§ **TEXT**
※
We solved similar problem the way bellow:
We had a core banking application, the customer sub-system needed a full text search on customers name, family, father name etc.
Different encoding, legacy migrated data, keyboard layouts and Farsi fonts ... made search process inaccurate.
We overcame the problem by replacing problematic characters with some standard one and saving the standard string for search purpose.
※
§ **LISTED RECORDS**
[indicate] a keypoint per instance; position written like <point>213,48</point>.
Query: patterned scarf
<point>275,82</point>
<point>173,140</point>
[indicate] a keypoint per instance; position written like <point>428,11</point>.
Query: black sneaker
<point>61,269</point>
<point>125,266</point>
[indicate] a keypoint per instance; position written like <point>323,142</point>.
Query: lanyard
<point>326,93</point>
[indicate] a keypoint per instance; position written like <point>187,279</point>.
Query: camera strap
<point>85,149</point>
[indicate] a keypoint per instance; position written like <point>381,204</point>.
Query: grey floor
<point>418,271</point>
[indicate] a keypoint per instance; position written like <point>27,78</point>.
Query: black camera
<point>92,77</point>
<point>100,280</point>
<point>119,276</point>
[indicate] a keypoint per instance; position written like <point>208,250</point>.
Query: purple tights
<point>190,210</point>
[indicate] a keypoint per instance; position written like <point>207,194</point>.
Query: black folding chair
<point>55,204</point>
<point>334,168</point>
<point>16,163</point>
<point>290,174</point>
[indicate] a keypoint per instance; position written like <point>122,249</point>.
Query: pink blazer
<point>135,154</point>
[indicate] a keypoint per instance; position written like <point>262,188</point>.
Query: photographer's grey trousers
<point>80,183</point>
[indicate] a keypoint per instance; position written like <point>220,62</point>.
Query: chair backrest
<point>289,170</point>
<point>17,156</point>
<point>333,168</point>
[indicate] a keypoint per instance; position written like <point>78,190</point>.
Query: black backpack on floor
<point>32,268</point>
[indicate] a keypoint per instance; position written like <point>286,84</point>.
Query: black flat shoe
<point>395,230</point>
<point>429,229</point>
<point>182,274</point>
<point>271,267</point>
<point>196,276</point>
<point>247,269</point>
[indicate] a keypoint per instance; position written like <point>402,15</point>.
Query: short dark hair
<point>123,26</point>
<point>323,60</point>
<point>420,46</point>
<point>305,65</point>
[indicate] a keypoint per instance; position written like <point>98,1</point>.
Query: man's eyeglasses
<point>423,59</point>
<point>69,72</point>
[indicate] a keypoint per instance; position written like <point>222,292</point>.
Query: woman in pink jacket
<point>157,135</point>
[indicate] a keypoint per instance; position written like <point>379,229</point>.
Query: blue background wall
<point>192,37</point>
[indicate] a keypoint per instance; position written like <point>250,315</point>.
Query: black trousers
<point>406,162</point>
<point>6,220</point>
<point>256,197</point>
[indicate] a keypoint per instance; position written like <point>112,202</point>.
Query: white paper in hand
※
§ **COMPLETE THE FOLLOWING**
**a)** Scale the rows that begin at the line containing "written like <point>220,62</point>." and end after the final row, and write out every one of those lines, requests included. In the answers, multiply each point coordinate by 2.05 and round it to a whole number, halves up, leaving the requests and their format samples unchanged.
**b)** Go on with the post about making Farsi customer-name search accurate, picking up right after its last sentence.

§ **ANSWERS IN ORDER**
**a)**
[indicate] a keypoint per instance; position written like <point>220,62</point>.
Query: chair backrest
<point>592,349</point>
<point>35,320</point>
<point>683,344</point>
[indicate] a keypoint per instance; position written like <point>78,190</point>.
Query: black backpack on floor
<point>66,549</point>
[indicate] a keypoint per instance; position written like <point>286,84</point>.
Query: black flat shoe
<point>810,472</point>
<point>879,469</point>
<point>373,562</point>
<point>556,547</point>
<point>402,566</point>
<point>506,551</point>
[indicate] a keypoint per instance; position written like <point>402,15</point>.
Query: short dark hair
<point>252,53</point>
<point>662,123</point>
<point>861,94</point>
<point>625,133</point>
[indicate] a keypoint per instance; position written like <point>98,1</point>.
Query: man's eyeglasses
<point>867,121</point>
<point>141,148</point>
[indicate] a keypoint per instance; position written like <point>222,292</point>.
Query: woman in pink jacket
<point>322,277</point>
[indicate] a keypoint per instance; position written like <point>379,229</point>.
Query: blue background wall
<point>394,76</point>
[indicate] a keypoint per instance; position written like <point>250,315</point>.
Query: black trousers
<point>832,332</point>
<point>12,451</point>
<point>525,404</point>
[indicate] a keypoint per instance; position written like <point>112,202</point>.
Query: white paper in hand

**b)**
After several iterations, the replacement is as bellow that may come in handy:
Formula="UPPER(REPLACE(REPLACE(REPLACE
(REPLACE(REPLACE(REPLACE(REPLACE(REPLACE
(REPLACE(REPLACE(REPLACE(REPLACE(REPLACE
(REPLACE(REPLACE(REPLACE(REPLACE(REPLACE
(REPLACE(REPLACE(REPLACE(REPLACE
(REPLACE(FirsName || LastName || FatherName,
chr(32),''),
chr(13),''),
chr(9),''),
chr(10),''),
'-',''),
'-',''),
'آ','ا'),
'أ', 'ا'),
'ئ', 'ي'),
'ي', 'ي'),
'ك', 'ک'),
'آإئؤةي','اايوهي'),
'ء',''),
'شأل','شاال'),
'ا.','اله'),
'.',''),
'الله','اله'),
'ؤ','و'),
'إ','ا'),
'ة','ه'),
' ا لله','اله'),
'ا لله','اله'),
' ا لله','اله'))"